과제 내용: 아래 기록에서 문자열 "target"가 들어 있는 줄만 걸러 모두 옮겨 적으세요. 대소문자는 구분합니다.

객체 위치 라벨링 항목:
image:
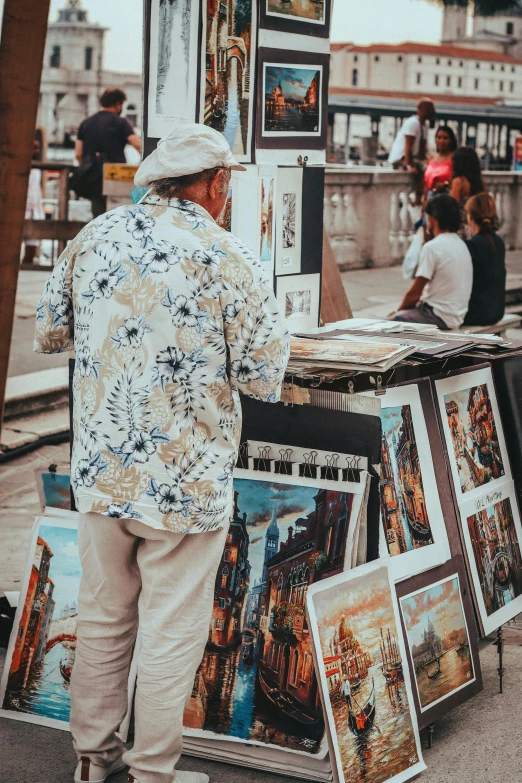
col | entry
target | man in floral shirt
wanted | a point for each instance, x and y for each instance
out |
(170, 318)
==
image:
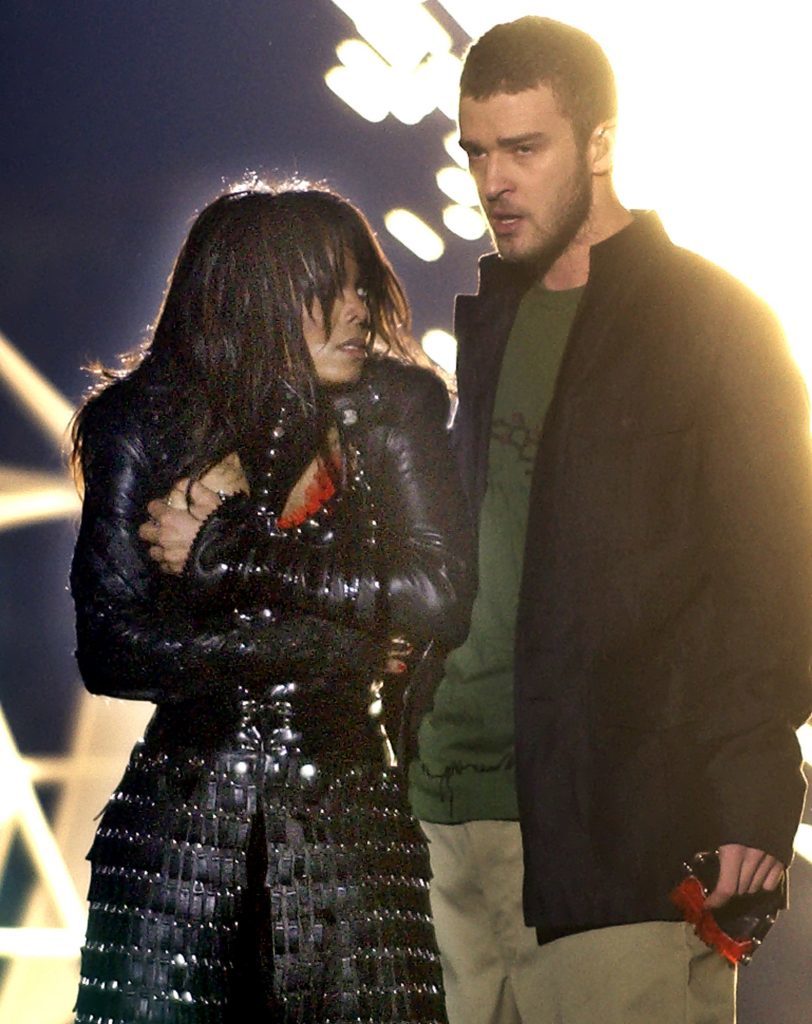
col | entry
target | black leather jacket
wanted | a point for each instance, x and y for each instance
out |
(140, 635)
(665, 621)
...
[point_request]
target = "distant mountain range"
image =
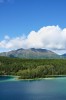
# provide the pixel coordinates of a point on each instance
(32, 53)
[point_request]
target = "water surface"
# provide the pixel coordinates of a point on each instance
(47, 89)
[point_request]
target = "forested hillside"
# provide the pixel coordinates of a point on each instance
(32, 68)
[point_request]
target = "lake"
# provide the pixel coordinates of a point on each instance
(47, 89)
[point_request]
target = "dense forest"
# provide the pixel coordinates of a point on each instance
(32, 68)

과제 결과:
target | man in floral shirt
target | black leather jacket
target = "distant mountain range"
target = "water surface"
target = "forested hillside"
target = "lake"
target = "dense forest"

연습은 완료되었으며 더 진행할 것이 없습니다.